REQUIREMENT:
Could you write out the passage on media coverage of the Gaza rockets from "Forgetting the odd" through "cross their minds.", swapping "bloggers" for "commentators"?

And they were, as we see, wrong.
Fisher says, perhaps referring to me:
[S]ome observers sympathetic to the Israeli strikes pointed out, with what may have been prescience, that Hamas rockets often miss and might have landed on Mishrawi’s house.
Forgetting the odd phrase "sympathetic to the Israeli strikes," what Fisher is glossing over is that
those observers knew something that the world's media didn't and should have.
It doesn't take a prophet to know that many of the rockets from Gaza have always landed inside Gaza. In fact, right before the outset of Cast Lead, when Hamas declared its own operation Oil Stain,
two Gaza girls were killed by a Qassam rocket. It was reported by
Reuters.
That was
hardly an isolated incident, although the world media ignored the many injuries and damaged houses that Gaza rockets inflicted on Gaza.
The problem, that Fisher is trying to deflect, is that the reporters from his newspaper and all the other media purposefully ignored this fact that bloggers like me knew very well. They assumed that any civilian killed in Gaza
must have been killed by Israel.
Any other thought did not even cross their minds.
That is why this story is so popular on social media. It has nothing to do with this case being being a microcosm of the conflict.
It is entirely about people being sick of being lied to by an arrogant media. It is about the fact that the supposed expert reporters on Gaza didn't consider a simple fact about Qassam rockets that they should have known intimately. It is because they were too lazy to think critically - which is their job.
After years of seeing that Palestinian Arab spokespeople routinely lie, that they try to manipulate the media, that they would never admit any mistake on their side - and after years of seeing that practically every time the Israeli side of the story ends up being proven correct - the media still reflexively blames Israel, time and time again, for things that aren't Israel's fault.
It doesn't take prescience to know this. It takes simple observation.
This is why this story strikes a chord, Max - because the media dropped the ball, in a way that it has dropped it countless times beforehand. Sadly, instead of learning that lesson, you are engaging in a magician's redirection trick to take the focus away from the truth.
And that is why people are upset over this story.

INFORMATION SHOWN:
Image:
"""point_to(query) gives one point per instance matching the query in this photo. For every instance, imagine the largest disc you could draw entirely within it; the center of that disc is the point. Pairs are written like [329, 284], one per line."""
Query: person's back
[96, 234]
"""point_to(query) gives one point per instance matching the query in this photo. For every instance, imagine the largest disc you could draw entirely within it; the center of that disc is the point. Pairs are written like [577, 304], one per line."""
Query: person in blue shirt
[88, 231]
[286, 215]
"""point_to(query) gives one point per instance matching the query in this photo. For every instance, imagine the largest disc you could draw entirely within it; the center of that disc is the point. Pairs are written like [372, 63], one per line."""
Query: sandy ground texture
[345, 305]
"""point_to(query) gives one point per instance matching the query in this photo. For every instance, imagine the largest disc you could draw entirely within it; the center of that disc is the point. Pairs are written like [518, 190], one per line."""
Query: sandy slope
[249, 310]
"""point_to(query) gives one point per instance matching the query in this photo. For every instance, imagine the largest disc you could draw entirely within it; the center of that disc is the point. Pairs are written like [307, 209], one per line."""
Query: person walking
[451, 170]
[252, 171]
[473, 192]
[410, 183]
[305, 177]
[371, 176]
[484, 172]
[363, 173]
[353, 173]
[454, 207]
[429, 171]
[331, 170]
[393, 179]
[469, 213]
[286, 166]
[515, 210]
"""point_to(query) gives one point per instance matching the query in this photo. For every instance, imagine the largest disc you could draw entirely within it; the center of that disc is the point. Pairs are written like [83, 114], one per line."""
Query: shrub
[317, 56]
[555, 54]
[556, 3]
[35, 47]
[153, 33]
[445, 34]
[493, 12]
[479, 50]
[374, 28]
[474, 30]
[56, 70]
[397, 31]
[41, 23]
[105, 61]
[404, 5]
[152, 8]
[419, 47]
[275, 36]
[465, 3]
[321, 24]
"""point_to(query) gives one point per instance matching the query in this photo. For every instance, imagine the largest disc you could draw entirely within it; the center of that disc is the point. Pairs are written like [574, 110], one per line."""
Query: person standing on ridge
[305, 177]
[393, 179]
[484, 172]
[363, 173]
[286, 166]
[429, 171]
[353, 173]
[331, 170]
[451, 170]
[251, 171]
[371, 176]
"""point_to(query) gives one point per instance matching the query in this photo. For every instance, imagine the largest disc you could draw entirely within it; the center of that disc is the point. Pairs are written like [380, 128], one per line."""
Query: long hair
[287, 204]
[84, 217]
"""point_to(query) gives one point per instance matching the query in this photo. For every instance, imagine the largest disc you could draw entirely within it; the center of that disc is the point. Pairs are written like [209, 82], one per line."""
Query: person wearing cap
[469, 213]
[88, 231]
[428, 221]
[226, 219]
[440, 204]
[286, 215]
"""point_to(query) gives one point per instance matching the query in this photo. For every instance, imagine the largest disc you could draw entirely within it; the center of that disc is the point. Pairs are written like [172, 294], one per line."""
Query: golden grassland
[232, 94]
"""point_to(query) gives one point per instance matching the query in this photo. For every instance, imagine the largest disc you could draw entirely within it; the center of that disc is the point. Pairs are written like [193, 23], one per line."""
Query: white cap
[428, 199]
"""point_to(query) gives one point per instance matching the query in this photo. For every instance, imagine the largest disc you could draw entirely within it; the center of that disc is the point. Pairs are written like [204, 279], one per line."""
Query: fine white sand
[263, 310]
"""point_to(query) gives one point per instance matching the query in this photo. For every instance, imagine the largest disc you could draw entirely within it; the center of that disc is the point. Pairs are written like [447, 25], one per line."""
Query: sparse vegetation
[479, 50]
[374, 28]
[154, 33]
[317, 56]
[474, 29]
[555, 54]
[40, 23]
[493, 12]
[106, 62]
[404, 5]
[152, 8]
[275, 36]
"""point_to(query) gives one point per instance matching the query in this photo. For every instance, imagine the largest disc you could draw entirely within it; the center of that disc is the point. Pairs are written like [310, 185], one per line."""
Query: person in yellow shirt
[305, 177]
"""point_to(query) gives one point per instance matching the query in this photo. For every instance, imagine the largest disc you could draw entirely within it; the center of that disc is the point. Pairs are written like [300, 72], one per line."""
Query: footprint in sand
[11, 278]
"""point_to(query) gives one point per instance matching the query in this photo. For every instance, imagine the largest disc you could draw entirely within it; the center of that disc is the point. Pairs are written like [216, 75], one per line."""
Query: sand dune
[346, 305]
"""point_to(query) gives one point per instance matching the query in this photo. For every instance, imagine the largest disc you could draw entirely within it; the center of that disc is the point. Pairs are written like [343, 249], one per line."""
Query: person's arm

FINISHED TASK:
Forgetting the odd phrase "sympathetic to the Israeli strikes," what Fisher is glossing over is that
those observers knew something that the world's media didn't and should have.
It doesn't take a prophet to know that many of the rockets from Gaza have always landed inside Gaza. In fact, right before the outset of Cast Lead, when Hamas declared its own operation Oil Stain,
two Gaza girls were killed by a Qassam rocket. It was reported by
Reuters.
That was
hardly an isolated incident, although the world media ignored the many injuries and damaged houses that Gaza rockets inflicted on Gaza.
The problem, that Fisher is trying to deflect, is that the reporters from his newspaper and all the other media purposefully ignored this fact that commentators like me knew very well. They assumed that any civilian killed in Gaza
must have been killed by Israel.
Any other thought did not even cross their minds.